• [TASK INSTRUCTIONS]: Every entry in the data that follows should come back exactly, pictures aside.

• [MATERIAL FOR THE TASK]:
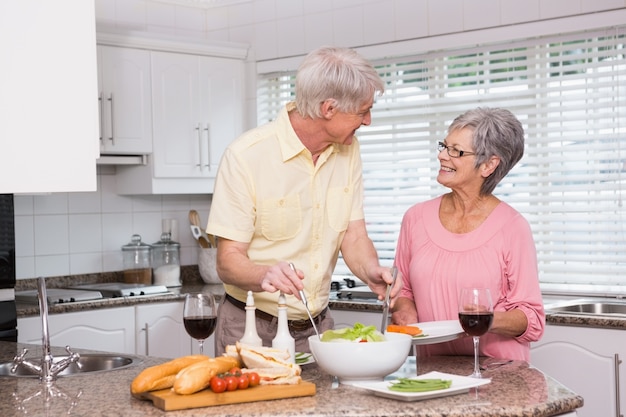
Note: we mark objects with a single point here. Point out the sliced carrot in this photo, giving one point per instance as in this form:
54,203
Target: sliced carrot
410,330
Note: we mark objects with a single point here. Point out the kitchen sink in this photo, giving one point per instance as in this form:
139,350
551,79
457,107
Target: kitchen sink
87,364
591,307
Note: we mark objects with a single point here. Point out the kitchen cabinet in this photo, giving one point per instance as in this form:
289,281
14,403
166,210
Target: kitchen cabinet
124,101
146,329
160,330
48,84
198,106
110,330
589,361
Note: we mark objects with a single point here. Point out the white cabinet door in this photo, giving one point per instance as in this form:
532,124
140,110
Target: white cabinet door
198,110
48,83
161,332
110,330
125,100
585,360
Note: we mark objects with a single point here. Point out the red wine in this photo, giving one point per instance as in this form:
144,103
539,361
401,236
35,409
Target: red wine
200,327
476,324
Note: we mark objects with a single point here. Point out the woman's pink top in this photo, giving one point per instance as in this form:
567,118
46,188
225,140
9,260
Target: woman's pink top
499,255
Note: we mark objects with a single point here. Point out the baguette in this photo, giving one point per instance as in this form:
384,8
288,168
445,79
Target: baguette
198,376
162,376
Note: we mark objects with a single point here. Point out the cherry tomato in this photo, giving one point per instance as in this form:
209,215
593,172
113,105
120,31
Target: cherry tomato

• [RESULT OF THE EXERCISE]:
Note: we mark objects with a single point here. Point out the sliced carrot in this photo, giving one point per instance as in this form:
54,203
Target: sliced carrot
410,330
Note: we mark objects with a single point here. Point out the kitchen sink in this photo, giving one point per instance as in this form:
139,350
551,79
457,107
Target: kitchen sink
87,364
591,307
Note: we mark objects with a single point here. Point out the kitchen cabinet in this photo, giving one point per instance as in this form:
289,281
14,403
166,210
Target: kitchen cabinet
124,101
146,329
160,330
48,84
198,106
110,330
589,361
Note: we mark objects with a single point here. Point out the white cabinet door in this photo, giving one point per instance as in this form:
532,124
140,110
Target: white cabinet door
198,110
48,83
161,332
110,330
125,100
585,360
Note: we mark objects with a single point here. Point out the red wine in this photo, giving one point per instance as in this form:
144,103
539,361
401,236
35,409
Target: red wine
200,327
476,324
Note: we mark objects with a single point here. Point out the woman's pink top in this photo, giving one point per instance as in this form:
567,118
46,188
225,140
9,260
Target: woman's pink top
499,255
Note: we mark objects with a single point here. Point out the baguette in this photo, giving one point per instance as in this form:
384,8
288,168
445,79
Target: baguette
198,376
162,376
Note: we mark objects with a single point here. Point out the cherry tomato in this photo, giving one point per instance as in this form:
209,215
593,172
113,105
120,31
Target: cherry tomato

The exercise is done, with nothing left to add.